What you have to do:
Could you find every line in the records below that contains the word "navy" and copy it?

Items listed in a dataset
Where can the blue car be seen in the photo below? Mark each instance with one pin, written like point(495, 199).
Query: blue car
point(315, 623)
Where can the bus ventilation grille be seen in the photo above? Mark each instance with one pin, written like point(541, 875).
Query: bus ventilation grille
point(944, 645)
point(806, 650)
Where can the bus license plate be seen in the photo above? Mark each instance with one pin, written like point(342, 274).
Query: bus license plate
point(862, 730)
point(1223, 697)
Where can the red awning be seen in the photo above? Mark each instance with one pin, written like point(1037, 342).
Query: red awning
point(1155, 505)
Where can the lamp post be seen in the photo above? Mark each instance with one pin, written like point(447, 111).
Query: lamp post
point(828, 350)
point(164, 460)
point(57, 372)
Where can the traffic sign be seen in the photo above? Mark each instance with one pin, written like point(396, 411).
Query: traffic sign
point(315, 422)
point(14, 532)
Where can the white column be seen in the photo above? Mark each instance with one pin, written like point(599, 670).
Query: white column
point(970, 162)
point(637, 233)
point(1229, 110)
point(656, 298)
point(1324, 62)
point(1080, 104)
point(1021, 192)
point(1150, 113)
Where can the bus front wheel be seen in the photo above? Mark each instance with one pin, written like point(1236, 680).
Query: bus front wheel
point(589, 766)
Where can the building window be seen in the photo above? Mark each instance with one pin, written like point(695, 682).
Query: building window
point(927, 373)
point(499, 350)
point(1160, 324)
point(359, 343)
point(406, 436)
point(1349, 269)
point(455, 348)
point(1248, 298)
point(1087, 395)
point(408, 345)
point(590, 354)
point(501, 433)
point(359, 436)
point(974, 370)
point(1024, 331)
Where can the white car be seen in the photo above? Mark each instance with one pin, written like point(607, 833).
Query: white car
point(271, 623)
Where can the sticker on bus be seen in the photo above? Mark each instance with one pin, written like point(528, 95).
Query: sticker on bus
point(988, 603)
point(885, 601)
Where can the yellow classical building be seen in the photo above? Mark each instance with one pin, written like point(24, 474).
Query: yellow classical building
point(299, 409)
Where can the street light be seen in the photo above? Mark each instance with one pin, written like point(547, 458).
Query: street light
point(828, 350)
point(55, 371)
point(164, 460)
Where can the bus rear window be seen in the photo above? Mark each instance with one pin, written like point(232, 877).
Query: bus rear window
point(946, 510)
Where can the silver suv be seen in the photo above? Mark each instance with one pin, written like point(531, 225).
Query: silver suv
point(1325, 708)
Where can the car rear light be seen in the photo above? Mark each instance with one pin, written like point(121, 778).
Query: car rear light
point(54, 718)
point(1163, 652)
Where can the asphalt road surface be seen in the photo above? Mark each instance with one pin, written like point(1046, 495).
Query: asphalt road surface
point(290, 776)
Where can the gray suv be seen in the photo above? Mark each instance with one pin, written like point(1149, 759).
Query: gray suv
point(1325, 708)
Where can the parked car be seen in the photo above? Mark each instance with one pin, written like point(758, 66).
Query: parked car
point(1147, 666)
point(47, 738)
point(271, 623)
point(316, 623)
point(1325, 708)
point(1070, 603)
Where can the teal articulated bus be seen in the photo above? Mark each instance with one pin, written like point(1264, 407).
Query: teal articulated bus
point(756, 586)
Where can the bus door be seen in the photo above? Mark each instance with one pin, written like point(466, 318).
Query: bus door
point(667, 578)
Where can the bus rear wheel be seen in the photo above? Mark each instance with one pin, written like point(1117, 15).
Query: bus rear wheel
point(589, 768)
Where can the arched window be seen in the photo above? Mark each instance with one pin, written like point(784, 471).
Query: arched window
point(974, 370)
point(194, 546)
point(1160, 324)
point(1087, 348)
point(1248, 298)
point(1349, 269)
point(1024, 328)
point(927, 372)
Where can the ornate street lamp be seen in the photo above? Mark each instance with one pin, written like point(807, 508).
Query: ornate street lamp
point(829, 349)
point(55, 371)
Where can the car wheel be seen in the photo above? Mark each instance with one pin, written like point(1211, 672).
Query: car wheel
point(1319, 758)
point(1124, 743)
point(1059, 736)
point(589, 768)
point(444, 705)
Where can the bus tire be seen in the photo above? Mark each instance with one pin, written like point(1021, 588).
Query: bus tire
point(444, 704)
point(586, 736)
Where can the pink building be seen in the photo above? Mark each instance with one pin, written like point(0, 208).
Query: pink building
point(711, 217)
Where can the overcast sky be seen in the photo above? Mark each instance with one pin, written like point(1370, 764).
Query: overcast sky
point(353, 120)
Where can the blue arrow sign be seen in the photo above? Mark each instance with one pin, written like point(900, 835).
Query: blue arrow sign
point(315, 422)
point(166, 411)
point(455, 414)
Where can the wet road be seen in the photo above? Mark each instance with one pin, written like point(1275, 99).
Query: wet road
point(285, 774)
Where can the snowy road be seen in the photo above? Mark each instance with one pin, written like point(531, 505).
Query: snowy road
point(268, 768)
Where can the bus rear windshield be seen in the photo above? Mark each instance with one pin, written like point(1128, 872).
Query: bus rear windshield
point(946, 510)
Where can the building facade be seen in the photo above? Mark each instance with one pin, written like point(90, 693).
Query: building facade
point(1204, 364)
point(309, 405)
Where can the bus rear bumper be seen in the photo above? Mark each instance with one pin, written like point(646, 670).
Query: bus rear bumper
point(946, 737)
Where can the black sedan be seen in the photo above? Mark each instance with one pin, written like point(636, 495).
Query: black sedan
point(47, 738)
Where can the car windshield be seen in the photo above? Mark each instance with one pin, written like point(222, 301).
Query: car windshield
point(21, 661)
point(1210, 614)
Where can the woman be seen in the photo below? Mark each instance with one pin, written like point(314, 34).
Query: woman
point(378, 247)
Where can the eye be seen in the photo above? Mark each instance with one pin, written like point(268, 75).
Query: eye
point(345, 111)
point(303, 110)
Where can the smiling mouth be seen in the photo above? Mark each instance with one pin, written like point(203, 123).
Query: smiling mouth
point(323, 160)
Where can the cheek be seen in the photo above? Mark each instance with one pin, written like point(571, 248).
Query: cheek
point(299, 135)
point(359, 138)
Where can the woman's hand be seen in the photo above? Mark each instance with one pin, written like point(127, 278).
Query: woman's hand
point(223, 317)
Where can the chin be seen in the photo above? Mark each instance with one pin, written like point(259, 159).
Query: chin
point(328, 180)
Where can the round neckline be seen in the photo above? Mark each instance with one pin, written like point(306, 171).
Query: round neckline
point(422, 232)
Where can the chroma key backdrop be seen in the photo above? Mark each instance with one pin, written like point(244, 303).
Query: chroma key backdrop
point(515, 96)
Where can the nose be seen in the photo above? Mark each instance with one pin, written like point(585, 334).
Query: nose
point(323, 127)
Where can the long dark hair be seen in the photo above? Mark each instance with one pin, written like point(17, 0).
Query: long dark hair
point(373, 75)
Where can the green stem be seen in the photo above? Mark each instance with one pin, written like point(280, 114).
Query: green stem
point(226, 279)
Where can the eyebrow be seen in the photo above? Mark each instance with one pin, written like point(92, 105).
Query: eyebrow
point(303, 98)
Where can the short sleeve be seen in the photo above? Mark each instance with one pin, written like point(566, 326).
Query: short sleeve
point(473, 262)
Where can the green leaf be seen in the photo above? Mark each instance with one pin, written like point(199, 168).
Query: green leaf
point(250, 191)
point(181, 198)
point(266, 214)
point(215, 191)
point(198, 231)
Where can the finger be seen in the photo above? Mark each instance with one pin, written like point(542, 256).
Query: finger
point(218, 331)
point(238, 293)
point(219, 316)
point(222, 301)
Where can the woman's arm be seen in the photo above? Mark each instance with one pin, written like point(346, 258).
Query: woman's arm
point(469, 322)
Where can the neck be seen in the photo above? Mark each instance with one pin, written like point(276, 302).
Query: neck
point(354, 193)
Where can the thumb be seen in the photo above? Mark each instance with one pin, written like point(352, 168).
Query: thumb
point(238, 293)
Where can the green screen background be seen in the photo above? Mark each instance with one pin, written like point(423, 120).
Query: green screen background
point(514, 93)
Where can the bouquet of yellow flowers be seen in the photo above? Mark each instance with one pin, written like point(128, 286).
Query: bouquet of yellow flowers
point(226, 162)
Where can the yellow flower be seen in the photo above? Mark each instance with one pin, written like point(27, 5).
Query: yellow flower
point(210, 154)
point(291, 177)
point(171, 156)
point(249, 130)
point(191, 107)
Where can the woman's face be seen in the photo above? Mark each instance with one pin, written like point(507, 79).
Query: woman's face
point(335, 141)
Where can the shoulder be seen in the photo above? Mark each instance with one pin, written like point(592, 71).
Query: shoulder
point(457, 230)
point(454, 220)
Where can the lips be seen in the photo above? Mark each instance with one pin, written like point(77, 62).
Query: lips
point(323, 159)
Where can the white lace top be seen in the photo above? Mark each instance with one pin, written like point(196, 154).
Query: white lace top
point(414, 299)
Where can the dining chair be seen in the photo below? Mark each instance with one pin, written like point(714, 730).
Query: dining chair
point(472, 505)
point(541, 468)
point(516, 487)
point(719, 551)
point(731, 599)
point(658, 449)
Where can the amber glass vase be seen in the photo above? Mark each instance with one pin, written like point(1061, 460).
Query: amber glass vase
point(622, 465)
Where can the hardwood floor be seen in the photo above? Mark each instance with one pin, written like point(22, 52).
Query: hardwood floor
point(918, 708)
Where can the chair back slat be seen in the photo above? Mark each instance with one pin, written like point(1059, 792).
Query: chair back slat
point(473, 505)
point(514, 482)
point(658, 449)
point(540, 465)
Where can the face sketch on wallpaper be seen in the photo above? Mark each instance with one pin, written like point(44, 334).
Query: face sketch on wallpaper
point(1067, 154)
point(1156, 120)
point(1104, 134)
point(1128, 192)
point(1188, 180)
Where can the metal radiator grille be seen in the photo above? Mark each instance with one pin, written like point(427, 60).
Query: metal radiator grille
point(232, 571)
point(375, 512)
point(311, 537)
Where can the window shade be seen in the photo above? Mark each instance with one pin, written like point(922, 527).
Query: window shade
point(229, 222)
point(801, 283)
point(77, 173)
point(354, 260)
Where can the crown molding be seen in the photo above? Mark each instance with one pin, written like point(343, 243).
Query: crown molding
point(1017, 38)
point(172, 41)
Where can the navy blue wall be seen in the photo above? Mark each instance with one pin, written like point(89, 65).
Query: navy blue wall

Solved problem:
Where can the navy blue wall be seen in the photo above? Mark each instance with one pin, written like point(89, 65).
Query: navy blue wall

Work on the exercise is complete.